[Referring expression pointing data]
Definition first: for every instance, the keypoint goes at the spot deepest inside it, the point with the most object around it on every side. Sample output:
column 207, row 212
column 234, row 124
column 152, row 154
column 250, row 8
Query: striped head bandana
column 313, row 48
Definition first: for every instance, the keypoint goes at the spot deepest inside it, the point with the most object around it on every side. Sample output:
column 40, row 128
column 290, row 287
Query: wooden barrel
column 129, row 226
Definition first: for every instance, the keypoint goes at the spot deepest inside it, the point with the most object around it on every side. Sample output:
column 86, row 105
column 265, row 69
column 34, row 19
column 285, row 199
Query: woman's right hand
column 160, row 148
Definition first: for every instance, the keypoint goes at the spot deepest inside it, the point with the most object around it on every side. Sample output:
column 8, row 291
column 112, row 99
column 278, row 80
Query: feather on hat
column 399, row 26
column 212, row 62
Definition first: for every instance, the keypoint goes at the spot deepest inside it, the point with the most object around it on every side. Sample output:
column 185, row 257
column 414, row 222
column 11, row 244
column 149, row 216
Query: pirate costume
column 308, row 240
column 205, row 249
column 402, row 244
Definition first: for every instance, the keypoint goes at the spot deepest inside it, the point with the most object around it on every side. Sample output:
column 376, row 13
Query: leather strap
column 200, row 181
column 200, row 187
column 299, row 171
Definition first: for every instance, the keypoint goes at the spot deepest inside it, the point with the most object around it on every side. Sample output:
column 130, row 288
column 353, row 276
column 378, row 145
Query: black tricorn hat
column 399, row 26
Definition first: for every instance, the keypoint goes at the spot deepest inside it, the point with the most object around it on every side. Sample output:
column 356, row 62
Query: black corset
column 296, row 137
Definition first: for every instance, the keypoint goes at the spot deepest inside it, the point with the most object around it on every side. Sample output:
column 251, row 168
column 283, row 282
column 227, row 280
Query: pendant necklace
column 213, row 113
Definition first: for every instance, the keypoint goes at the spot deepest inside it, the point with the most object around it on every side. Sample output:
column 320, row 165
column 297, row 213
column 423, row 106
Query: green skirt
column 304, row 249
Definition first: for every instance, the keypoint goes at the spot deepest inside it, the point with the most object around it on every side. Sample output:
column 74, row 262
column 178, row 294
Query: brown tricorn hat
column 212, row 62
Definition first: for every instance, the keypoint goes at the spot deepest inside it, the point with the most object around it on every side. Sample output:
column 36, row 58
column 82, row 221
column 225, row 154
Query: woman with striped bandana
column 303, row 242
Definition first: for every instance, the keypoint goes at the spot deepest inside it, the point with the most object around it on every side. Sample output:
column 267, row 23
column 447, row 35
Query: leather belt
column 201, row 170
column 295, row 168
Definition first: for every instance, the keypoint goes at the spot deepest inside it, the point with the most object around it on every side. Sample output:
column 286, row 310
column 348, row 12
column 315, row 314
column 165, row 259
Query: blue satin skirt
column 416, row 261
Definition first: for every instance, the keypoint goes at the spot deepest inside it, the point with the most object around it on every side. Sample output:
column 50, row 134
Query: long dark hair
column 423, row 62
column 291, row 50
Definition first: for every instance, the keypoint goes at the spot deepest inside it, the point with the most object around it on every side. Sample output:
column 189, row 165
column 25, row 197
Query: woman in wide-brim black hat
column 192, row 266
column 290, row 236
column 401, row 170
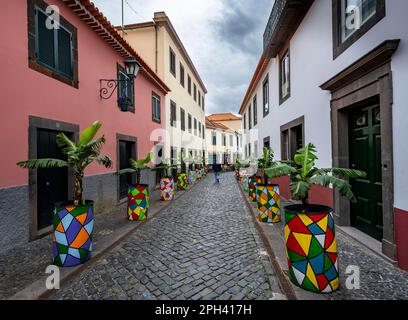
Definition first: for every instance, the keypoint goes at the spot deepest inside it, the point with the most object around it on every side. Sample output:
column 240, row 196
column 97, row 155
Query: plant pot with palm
column 182, row 181
column 138, row 194
column 267, row 194
column 166, row 180
column 310, row 230
column 74, row 220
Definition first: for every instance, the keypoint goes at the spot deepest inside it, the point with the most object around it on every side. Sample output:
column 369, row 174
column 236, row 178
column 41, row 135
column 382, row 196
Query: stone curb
column 284, row 283
column 38, row 291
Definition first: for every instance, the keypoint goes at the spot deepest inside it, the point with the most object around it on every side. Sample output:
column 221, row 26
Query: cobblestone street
column 204, row 246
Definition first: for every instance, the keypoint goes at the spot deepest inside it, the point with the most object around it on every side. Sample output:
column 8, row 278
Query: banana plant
column 137, row 166
column 304, row 174
column 79, row 156
column 164, row 168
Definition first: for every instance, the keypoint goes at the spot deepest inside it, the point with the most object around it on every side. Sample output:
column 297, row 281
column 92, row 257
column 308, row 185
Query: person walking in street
column 217, row 172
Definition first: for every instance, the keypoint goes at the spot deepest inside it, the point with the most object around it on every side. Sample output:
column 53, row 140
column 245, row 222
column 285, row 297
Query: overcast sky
column 222, row 37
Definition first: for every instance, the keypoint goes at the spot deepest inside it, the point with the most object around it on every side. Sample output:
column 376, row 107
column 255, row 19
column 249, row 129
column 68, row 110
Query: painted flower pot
column 182, row 182
column 198, row 174
column 311, row 248
column 72, row 237
column 245, row 178
column 166, row 189
column 269, row 203
column 138, row 202
column 253, row 181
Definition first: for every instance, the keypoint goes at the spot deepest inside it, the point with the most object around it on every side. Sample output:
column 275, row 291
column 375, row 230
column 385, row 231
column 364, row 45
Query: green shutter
column 45, row 48
column 65, row 53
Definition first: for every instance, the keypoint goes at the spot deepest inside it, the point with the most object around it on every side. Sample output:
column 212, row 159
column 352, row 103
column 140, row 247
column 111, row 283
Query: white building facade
column 334, row 74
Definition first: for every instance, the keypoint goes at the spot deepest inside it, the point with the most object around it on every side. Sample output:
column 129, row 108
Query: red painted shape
column 401, row 237
column 296, row 225
column 293, row 245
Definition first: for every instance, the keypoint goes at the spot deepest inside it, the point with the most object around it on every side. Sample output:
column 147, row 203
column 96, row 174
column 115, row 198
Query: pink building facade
column 45, row 89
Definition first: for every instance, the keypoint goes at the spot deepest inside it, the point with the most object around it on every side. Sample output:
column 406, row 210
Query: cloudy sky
column 222, row 37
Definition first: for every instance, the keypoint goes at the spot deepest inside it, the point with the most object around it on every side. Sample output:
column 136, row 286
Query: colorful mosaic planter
column 182, row 182
column 253, row 181
column 245, row 178
column 311, row 248
column 166, row 189
column 138, row 202
column 269, row 203
column 72, row 237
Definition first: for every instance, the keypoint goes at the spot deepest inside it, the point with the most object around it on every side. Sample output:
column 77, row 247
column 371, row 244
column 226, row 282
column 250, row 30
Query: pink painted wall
column 25, row 92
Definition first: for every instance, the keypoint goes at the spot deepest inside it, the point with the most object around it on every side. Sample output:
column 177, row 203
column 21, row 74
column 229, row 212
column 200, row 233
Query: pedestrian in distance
column 217, row 172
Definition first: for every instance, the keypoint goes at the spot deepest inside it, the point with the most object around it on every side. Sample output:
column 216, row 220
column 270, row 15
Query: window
column 292, row 138
column 352, row 19
column 125, row 88
column 181, row 75
column 284, row 78
column 255, row 105
column 173, row 114
column 156, row 112
column 190, row 124
column 250, row 117
column 127, row 151
column 172, row 62
column 265, row 95
column 52, row 52
column 214, row 138
column 195, row 126
column 183, row 119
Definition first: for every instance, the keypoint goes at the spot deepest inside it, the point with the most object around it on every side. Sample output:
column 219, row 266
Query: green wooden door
column 365, row 154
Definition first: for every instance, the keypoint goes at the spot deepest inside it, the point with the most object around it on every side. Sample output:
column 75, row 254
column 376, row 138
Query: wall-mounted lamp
column 109, row 86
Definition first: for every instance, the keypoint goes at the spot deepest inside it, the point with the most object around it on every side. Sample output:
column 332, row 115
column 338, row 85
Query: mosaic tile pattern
column 138, row 202
column 72, row 237
column 167, row 189
column 182, row 182
column 253, row 182
column 312, row 251
column 269, row 203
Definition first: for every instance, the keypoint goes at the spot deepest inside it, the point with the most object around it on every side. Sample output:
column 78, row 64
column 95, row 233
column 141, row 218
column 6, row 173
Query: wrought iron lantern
column 109, row 86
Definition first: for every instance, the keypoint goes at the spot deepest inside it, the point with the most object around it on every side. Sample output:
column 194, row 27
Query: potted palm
column 138, row 194
column 182, row 182
column 267, row 193
column 166, row 181
column 74, row 220
column 309, row 230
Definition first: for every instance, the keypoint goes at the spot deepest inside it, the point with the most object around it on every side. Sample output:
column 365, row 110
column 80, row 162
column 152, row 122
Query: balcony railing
column 276, row 13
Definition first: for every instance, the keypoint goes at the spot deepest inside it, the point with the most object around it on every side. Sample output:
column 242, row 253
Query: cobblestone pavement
column 26, row 262
column 204, row 246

• **What is required**:
What you return should be the lines from the beginning of the records through the one that contains "column 11, row 244", repeated exactly and with no additions.

• **Problem solution**:
Definition first: for every instance, the keypoint goes at the spot deepest inside it, the point with the most object around it on every side. Sample output:
column 207, row 212
column 234, row 124
column 152, row 154
column 250, row 8
Query: striped head bandana
column 313, row 48
Definition first: for every instance, the keypoint goes at the spot deepest inside it, the point with the most object around it on every side. Sample output:
column 40, row 128
column 290, row 287
Query: wooden barrel
column 129, row 226
Definition first: for every instance, the keypoint goes at the spot deepest inside it, the point with the most object around it on every side. Sample output:
column 86, row 105
column 265, row 69
column 34, row 19
column 285, row 199
Query: woman's right hand
column 160, row 148
Definition first: for every instance, the keypoint goes at the spot deepest inside it, the point with the most object around it on every side. Sample output:
column 8, row 291
column 112, row 99
column 278, row 80
Query: feather on hat
column 399, row 26
column 212, row 62
Definition first: for every instance, the keypoint goes at the spot deepest inside it, the point with the most object around it on every side. Sample output:
column 185, row 257
column 414, row 222
column 11, row 244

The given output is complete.